(Entries from a pointing dataset)
## Start

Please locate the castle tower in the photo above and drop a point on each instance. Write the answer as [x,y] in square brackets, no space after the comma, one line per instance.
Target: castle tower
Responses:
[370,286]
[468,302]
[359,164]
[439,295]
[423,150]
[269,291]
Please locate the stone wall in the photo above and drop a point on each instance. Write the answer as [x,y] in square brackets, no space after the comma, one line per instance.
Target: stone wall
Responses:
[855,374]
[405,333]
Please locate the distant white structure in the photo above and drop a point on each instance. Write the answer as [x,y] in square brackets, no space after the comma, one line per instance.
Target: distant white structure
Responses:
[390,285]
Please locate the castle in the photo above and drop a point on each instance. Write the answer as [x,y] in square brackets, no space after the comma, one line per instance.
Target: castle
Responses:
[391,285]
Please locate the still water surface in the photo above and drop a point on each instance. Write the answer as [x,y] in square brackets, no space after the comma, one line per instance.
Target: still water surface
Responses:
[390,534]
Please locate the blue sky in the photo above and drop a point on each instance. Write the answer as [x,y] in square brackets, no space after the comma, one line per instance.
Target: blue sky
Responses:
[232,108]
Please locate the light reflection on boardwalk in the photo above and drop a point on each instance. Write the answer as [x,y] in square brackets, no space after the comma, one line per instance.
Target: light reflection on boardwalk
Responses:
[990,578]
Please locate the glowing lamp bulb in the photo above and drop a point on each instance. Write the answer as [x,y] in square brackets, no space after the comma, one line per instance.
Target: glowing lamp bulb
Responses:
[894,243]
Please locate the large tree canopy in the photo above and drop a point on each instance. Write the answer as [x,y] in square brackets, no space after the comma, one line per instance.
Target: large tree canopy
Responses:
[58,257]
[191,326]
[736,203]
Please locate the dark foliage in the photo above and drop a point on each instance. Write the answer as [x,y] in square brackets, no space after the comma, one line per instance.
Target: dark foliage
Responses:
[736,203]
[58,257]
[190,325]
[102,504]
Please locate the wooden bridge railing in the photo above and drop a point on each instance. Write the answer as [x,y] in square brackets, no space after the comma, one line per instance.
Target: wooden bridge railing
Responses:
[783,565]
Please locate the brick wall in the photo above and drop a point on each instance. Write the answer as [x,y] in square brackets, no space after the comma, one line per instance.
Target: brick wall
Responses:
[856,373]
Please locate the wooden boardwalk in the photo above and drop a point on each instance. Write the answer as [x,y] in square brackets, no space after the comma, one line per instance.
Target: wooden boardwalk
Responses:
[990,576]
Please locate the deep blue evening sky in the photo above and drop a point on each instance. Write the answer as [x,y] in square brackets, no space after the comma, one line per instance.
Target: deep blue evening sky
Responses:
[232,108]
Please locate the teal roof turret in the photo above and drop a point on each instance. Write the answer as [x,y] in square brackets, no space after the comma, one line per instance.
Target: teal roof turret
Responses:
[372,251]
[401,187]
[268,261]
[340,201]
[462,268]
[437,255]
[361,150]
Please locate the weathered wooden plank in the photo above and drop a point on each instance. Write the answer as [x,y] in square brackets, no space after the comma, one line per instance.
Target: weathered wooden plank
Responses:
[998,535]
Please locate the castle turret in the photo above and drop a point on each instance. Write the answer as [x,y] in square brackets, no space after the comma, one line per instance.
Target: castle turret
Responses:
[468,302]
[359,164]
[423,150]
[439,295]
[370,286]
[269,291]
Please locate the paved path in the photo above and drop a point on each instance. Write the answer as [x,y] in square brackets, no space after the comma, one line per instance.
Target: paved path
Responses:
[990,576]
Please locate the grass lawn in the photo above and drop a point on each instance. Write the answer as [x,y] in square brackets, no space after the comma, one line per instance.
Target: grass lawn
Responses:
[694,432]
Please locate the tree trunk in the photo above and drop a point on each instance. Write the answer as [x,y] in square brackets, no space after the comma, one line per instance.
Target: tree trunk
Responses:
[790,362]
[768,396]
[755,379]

## End

Give back the lines of the listing from the one with "Please locate the weathered" through the end, both included, exactly as written and with nothing added.

Please locate the weathered wooden plank in the photo above and drop a point on each instance. Write the answer as [x,y] in square brackets, no space after the comma, one line per instance.
Target: weathered wooden plank
Responses:
[998,535]
Please locate the castle turret in the photo above and drop a point on each instance. Write the answer as [x,y] in square brackets, no space after the comma, one line per instance.
Target: castle turret
Responses:
[468,302]
[359,164]
[423,150]
[439,295]
[370,286]
[269,291]
Please locate the paved path in the photo above and drop a point on each instance. Write the answer as [x,y] in square brackets, no space after the comma, one line per instance.
Target: paved path
Responses:
[990,576]
Please locate the grass lawn in the photo above and drop a point on each instance. Write the answer as [x,y] in square brackets, no space after the comma, one line per instance.
Target: grass lawn
Responses:
[694,432]
Please locate the tree trunk in the photo above and drop a point on each instance. Write the answer as [x,y] in square brackets, no space after the comma, one line per instance.
Target: tree trunk
Responses:
[790,362]
[768,396]
[755,379]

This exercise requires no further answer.